La double position de l'Eglise au sujet de l'homosexualité n'est donc pas correctement fondée sur les deux choses que je viens d'étudier. Ce qui ne veut pas dire qu'elle a tort d'avoir la position qu'elle a, mais seulement qu'il faut trouver un autre argument, argument que j'aurais écarté ou oublié, ou défendre la critique de ses deux positions.

Il existe une autre raison qui, je le crains, est beaucoup plus interne à l'Eglise. C'est l'idée que l'utilisation des organes sexuels tend par nature à être gravement désordonné. Il faut donc, du point de vue de l'Eglise, contraindre la nature humaine dans une institution spécialisée qui est dénommée le « mariage ordonné hétérosexuel monogame » et interdire tout usage des organes sexuels en dehors des règles de cette institution.

De ce fait, il n'existe qu'une seule utilisation licite des organes sexuels : le rapport procréatif intracouple régi par les lois du mariage chrétien.

L'Eglise a eu beaucoup de mal à se débarrasser de ce point de vue étrange, mais qui était soutenu jusque dans les années 1980. Depuis, quelques déclarations pontificales et curiales [1] semblent ouvrir, au moins à l'intérieur du couple marié chrétien, le droit d'utilisation des organes sexuels à autre chose que la procréation.

Mais, deux questions se posent immédiatement :

  1. que se passe-t'il pour des conjoints n'ayant pas de mariage chrétien, principalement parce qu'ils ne sont pas chrétiens eux-mêmes ?
  2. Pourquoi l'Eglise tend elle à régenter les usages désordonnés des organes sexuels de manière générale, sans tenir compte du fait que les gens soient mariés ou non, chrétiens ou non ?

Tout d'abord, il est clair que la règle de la monogamie est essentielle dans une société ayant un mode de transmission des patrimoines par voie familiale. Protégeant le système hétérosexuel monogame, l'Eglise protégeait ce mode de transmission des patrimoines. Or, la transmission des patrimoines est maintenant réservée à une très courte population en Occident, parce que les Etats sont parvenus à un taux d'imposition tel qu'il empêche la constitution de patrimoines transmissibles et que la taxation des héritages est dans le même temps devenu spoliatrice.

Données fournies:
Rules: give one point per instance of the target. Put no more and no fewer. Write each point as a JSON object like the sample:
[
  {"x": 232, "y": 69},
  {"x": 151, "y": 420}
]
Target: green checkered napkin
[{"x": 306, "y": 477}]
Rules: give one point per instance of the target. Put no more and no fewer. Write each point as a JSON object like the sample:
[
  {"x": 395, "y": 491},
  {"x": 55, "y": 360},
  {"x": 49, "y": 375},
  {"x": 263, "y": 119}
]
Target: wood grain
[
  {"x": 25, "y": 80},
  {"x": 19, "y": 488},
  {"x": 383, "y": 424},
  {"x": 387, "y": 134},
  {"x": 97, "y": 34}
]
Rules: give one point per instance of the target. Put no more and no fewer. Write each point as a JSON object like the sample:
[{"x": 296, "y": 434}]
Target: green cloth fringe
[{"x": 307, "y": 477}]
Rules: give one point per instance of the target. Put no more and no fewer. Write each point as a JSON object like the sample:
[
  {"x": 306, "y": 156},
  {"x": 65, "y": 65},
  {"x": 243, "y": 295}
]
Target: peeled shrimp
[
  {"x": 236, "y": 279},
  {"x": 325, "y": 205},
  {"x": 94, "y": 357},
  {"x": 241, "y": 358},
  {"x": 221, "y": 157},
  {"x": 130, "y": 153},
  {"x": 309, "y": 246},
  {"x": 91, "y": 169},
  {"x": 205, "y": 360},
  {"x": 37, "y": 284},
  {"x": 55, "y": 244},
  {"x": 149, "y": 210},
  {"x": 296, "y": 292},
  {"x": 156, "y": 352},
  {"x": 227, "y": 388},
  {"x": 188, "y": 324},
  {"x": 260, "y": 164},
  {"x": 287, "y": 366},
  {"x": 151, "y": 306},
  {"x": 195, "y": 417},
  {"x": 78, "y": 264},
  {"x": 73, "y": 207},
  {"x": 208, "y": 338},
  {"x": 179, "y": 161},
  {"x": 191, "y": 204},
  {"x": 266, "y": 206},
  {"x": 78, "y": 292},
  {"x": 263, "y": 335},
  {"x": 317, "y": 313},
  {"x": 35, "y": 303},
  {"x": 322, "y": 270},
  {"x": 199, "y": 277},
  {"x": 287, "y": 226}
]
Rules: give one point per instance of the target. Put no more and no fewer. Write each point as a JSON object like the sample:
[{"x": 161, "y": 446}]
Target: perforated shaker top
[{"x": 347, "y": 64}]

Consignes:
1) Répondez à ces questions à partir du texte :
(a) Quelle est, selon le texte, la seule utilisation licite des organes sexuels ?
(b) Jusqu'à quelle décennie le point de vue que le texte qualifie d'« étrange » était-il soutenu ?
(c) Quelle règle le texte juge-t-il essentielle dans une société où les patrimoines se transmettent par voie familiale ?
2) Citez le passage du texte qui commence par « L'Eglise a eu » et se poursuit jusqu'à « chrétiens eux-mêmes ? ».
Seul le texte doit servir de source.

Réponses dans l'ordre:
1)
(a) La seule utilisation licite des organes sexuels est le rapport procréatif intracouple régi par les lois du mariage chrétien.
(b) Ce point de vue était soutenu jusque dans les années 1980.
(c) Le texte juge essentielle la règle de la monogamie.

2)
L'Eglise a eu beaucoup de mal à se débarrasser de ce point de vue étrange, mais qui était soutenu jusque dans les années 1980. Depuis, quelques déclarations pontificales et curiales [1] semblent ouvrir, au moins à l'intérieur du couple marié chrétien, le droit d'utilisation des organes sexuels à autre chose que la procréation.

Mais, deux questions se posent immédiatement :

  1. que se passe-t'il pour des conjoints n'ayant pas de mariage chrétien, principalement parce qu'ils ne sont pas chrétiens eux-mêmes ?